■ Goal of the exercise ■
Every entry below should appear in the answer exactly as written, apart from the pictures.
Supplied data START
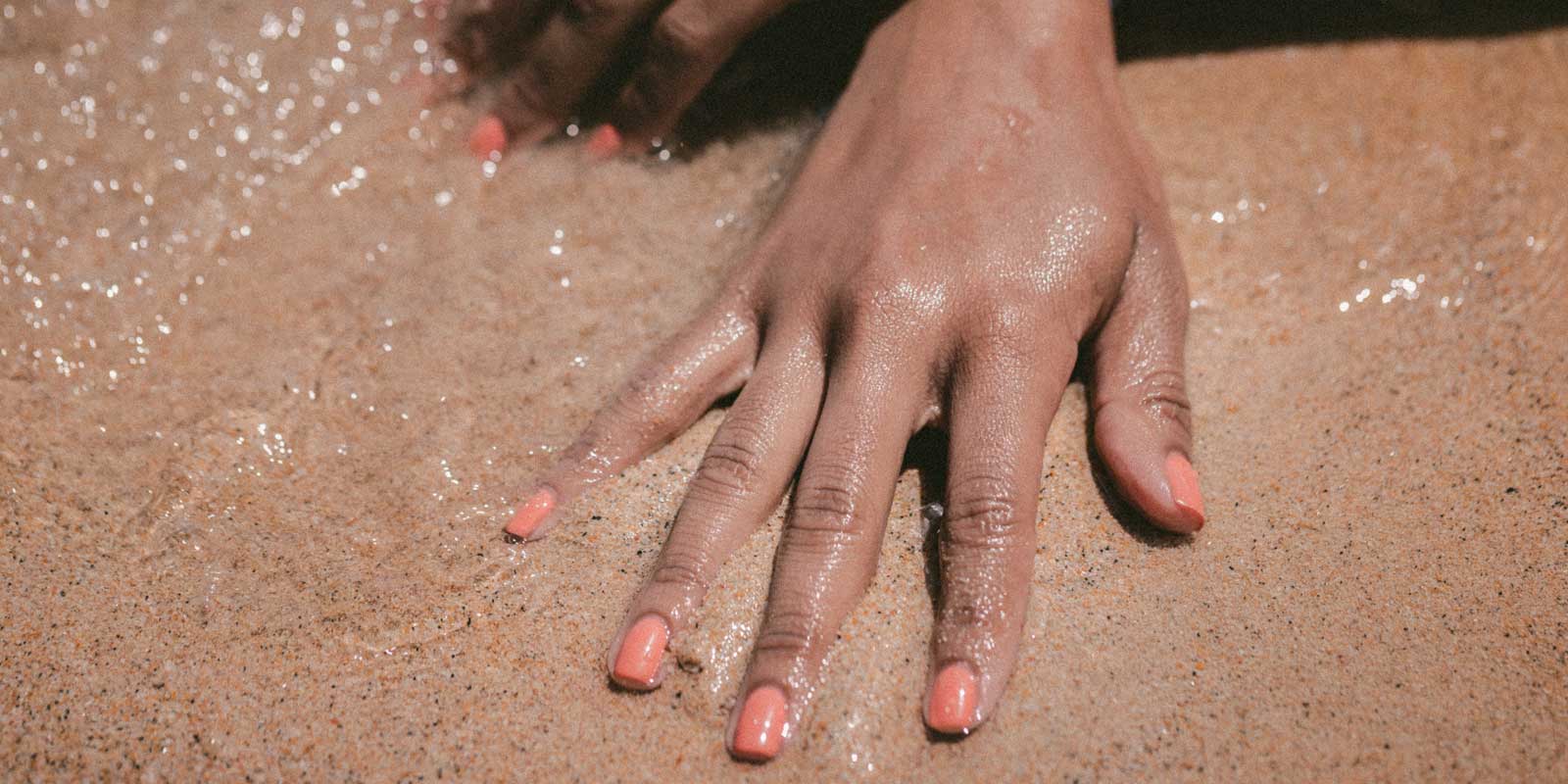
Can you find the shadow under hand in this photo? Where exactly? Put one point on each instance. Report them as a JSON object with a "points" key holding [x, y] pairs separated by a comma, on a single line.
{"points": [[800, 62]]}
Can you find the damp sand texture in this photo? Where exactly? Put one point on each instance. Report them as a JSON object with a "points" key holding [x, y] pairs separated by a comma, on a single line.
{"points": [[274, 353]]}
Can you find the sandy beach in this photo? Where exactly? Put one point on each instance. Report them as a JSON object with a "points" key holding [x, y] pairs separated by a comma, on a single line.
{"points": [[276, 352]]}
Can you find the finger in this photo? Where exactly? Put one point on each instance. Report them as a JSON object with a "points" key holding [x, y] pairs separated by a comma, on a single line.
{"points": [[708, 360], [739, 483], [828, 551], [1001, 408], [564, 62], [1142, 420], [687, 46]]}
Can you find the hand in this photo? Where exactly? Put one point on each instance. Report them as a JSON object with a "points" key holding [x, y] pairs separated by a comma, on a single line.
{"points": [[551, 55], [977, 208]]}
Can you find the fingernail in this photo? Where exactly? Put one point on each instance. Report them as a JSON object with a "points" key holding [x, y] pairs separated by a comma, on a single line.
{"points": [[642, 651], [1184, 488], [760, 731], [488, 138], [604, 141], [951, 706], [530, 514]]}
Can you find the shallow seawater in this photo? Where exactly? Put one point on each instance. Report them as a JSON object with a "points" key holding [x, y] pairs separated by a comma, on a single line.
{"points": [[274, 352]]}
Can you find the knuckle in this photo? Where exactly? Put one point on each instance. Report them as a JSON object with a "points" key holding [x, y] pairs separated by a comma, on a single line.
{"points": [[788, 632], [1164, 392], [684, 36], [825, 507], [729, 466], [982, 514], [682, 571]]}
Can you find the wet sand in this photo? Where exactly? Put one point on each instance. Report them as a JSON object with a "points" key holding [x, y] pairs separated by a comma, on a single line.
{"points": [[270, 368]]}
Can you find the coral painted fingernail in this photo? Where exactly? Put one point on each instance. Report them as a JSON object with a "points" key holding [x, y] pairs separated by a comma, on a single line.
{"points": [[604, 141], [760, 731], [951, 706], [488, 138], [1184, 488], [642, 651], [529, 516]]}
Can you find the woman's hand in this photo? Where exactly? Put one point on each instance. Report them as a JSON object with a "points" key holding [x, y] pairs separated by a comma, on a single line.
{"points": [[976, 211], [551, 54]]}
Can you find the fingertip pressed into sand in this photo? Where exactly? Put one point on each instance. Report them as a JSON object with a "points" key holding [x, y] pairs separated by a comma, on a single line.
{"points": [[642, 651], [951, 706], [760, 731], [488, 138], [525, 521]]}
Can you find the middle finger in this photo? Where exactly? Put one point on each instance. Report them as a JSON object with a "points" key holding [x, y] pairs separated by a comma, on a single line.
{"points": [[828, 553]]}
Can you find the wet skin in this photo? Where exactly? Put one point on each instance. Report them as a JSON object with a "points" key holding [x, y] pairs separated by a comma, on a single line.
{"points": [[977, 211]]}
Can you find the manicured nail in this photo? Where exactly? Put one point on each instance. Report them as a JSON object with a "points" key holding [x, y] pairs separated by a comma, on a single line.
{"points": [[951, 706], [604, 141], [642, 651], [1184, 488], [760, 731], [530, 514], [488, 138]]}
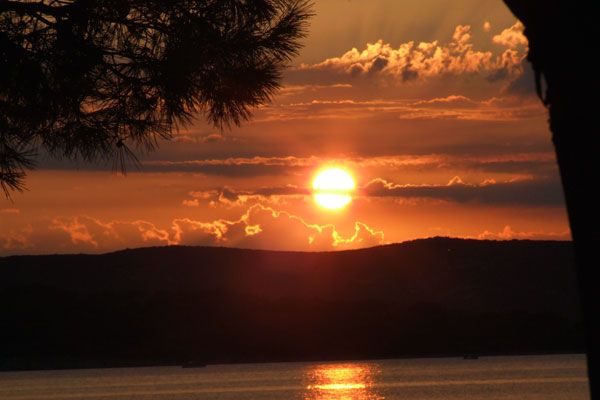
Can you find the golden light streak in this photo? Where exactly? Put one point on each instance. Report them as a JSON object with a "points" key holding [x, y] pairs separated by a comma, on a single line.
{"points": [[333, 187]]}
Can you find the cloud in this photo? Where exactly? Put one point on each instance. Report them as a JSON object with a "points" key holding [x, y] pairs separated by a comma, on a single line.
{"points": [[524, 192], [512, 37], [259, 226], [522, 163], [411, 61], [458, 101], [508, 233]]}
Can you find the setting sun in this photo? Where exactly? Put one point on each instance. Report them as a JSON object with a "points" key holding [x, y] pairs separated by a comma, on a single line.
{"points": [[332, 188]]}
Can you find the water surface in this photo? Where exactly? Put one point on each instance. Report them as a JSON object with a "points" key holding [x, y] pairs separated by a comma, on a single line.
{"points": [[507, 378]]}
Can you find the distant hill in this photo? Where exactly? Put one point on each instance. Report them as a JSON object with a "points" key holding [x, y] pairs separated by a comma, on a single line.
{"points": [[169, 305]]}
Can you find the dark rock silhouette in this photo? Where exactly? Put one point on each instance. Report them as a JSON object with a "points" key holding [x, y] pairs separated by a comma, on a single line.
{"points": [[562, 37], [176, 305]]}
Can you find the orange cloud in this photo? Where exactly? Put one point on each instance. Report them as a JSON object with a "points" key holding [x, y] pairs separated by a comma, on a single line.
{"points": [[512, 37], [259, 226], [411, 61], [507, 233]]}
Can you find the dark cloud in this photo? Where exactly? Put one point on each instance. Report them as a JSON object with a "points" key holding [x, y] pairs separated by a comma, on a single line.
{"points": [[522, 192]]}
Supplied data END
■ Exercise result ■
Can you find the shadow under hand in this photo? Where exactly? Put one point on each instance. Report them as a JSON object with a "points" key holding [x, y] pairs separated by a comma, on a single line.
{"points": [[800, 62]]}
Can you find the damp sand texture in this photo? Where exactly? Put one point on each instance. Report them as a JSON object with a "points" key holding [x, y] pairs separated by a comma, on a single line.
{"points": [[274, 353]]}
Can you find the sandy beach in this photo? Where exactly? Put one point on each instance. Report them as a JSON object with a "points" key holding [x, y] pairs separated by a comma, on a single line.
{"points": [[276, 352]]}
Can you find the finger in this photo? Where exactly? Put one point on each instance. Report them as a JSON object with a "points" key holding [x, y] pairs separated by a comma, on a single line.
{"points": [[708, 360], [739, 483], [828, 551], [1001, 408], [564, 62], [1142, 420], [687, 46]]}
Can you find the hand in this photo? Where exactly? Put one point on each instance. Report them as a JSON object with a "points" key holding [x, y] pairs separated by a comma, on a single line.
{"points": [[551, 55], [977, 208]]}
Can you find the fingernail in this photo? Where exactly? Put one point on each instance. Report them as a JSON object with a "points" key holding [x, y] pairs separated by a comma, on a single line.
{"points": [[642, 651], [1184, 488], [760, 731], [488, 138], [604, 141], [951, 706], [530, 514]]}
Can you find the shallow seawater in this photo? Where exactly? Put one point on each instance. Report them as a JSON object with a "points" key holding [x, y] pairs separated by a comma, on a single line.
{"points": [[274, 352]]}
Can you find the knuckle in this photo? Where exactly? Put one point on each instance. Report them as a JSON object with a "points" key holding [x, y] pairs separated by a comma, on a single line.
{"points": [[788, 632], [1164, 392], [684, 36], [825, 507], [729, 466], [982, 514], [682, 571]]}
Can you find the wet sand in this photo? Where exactly? Put one point on each instance. Report them as a JSON object with a "points" key holding [x, y] pairs separated by a comma, on a single line.
{"points": [[270, 368]]}
Can you find the coral painted fingernail in this photo? Where exactly? Put one point on each instance. Report them as a JSON object with a "points" key holding [x, y] pairs separated by a comma, on a single line.
{"points": [[604, 141], [760, 731], [951, 706], [488, 138], [1184, 488], [642, 651], [529, 516]]}
Can you find the woman's hand in this photo? Where exactly? Put one point on each instance. Report them as a JSON object with a "points" key holding [x, y] pairs separated by a comma, on a single line.
{"points": [[976, 211], [551, 54]]}
Can you find the fingertip pressed into sand in this photo? Where exactly? Put one point on each instance. Report them as a JSON object with a "points" key holding [x, y] pairs separated by a comma, on a single line.
{"points": [[642, 651], [951, 706], [760, 731], [488, 138], [525, 521]]}
Can you find the middle finger in this photo? Where exactly? Put one point on each instance. Report them as a JSON object with a "points" key holding [x, y] pairs separated by a comma, on a single line.
{"points": [[828, 553]]}
Can you find the wet skin in this photo? Where exactly? Put one point on each instance. Report them as a JSON object with a "points" key holding [x, y] pairs separated by a comma, on a single line.
{"points": [[977, 211]]}
Can you find the manicured nail in this photo? Where exactly? Put one point on each instance. Report them as a JSON object with a "points" key holding [x, y] pairs separated by a comma, on a single line.
{"points": [[951, 706], [604, 141], [642, 651], [1184, 488], [760, 731], [530, 514], [488, 138]]}
Can you find the golden light streak in this photo? Where exactly? Put one point on each instance. Report them as a JSON object with a "points" key holding [x, y] pairs separated by a comma, on a single line.
{"points": [[333, 187]]}
Can you find the cloud in this photo? Where exactly? Put one point on each instance. Report them as a JSON object with a "points" key holding [x, y] pairs separated by a comma, on a single line.
{"points": [[524, 192], [512, 37], [259, 226], [522, 163], [411, 61], [458, 101], [508, 233]]}
Can you find the setting sun in this photo? Where exactly? Put one point on each instance. Report them as a JSON object with a "points" key holding [x, y] pairs separated by a comma, on a single line.
{"points": [[332, 188]]}
Can you find the water surface in this photo? Where exactly? Put one point on each instance. Report them as a JSON object with a "points" key holding [x, y] pairs separated by a comma, on a single line.
{"points": [[507, 378]]}
Can you find the distant hill in this photo? Where exactly? Put one point on each instance. Report them as a JSON object with a "points" key holding [x, y] pairs separated by a comma, on a single line.
{"points": [[169, 305]]}
Can you find the dark rock silhouette in this photo? Where exactly? Put one point on each instance. Report them as a JSON object with a "points" key holding [x, y] pairs separated by a comma, on a single line.
{"points": [[562, 37], [176, 305]]}
Can you find the orange cloud in this photo? Where exactly? Put one point on each instance. Report them as a JSON object with a "points" key holding [x, y] pairs separated by a comma, on a single line.
{"points": [[512, 37], [259, 226], [411, 61], [507, 233]]}
Can you find the dark cloud in this photo? Where exactly? Put one point on each instance. Report them as a JSON object with a "points" key holding [x, y] pairs separated by a comma, on a single line.
{"points": [[522, 192]]}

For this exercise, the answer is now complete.